- [Given exercise]: How many lines in the entries below contain the string "woman"? Reply with the number alone.

####################

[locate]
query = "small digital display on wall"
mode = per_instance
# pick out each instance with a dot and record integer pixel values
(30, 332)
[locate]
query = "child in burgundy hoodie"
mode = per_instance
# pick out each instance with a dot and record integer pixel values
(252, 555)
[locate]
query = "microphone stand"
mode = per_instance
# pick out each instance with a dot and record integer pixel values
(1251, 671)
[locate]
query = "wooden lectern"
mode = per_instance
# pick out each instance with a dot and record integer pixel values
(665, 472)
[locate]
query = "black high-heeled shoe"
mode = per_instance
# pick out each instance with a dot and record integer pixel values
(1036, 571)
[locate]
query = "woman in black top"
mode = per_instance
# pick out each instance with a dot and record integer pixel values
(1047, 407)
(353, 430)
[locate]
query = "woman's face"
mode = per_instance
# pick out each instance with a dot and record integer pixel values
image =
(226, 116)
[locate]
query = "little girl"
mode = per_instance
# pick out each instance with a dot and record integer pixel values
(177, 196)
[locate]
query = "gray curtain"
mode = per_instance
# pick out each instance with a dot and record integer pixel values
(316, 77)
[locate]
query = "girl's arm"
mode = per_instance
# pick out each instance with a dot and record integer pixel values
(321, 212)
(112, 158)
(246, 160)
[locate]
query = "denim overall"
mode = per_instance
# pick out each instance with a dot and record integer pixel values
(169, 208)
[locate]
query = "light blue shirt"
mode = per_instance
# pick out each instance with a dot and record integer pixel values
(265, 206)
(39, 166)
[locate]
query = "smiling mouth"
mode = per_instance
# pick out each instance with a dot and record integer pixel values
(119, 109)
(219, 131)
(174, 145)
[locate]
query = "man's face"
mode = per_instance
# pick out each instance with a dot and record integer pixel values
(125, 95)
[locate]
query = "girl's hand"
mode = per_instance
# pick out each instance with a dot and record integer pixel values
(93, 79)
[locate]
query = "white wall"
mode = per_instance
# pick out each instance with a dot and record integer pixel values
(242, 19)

####################

- [Response to this exercise]: 2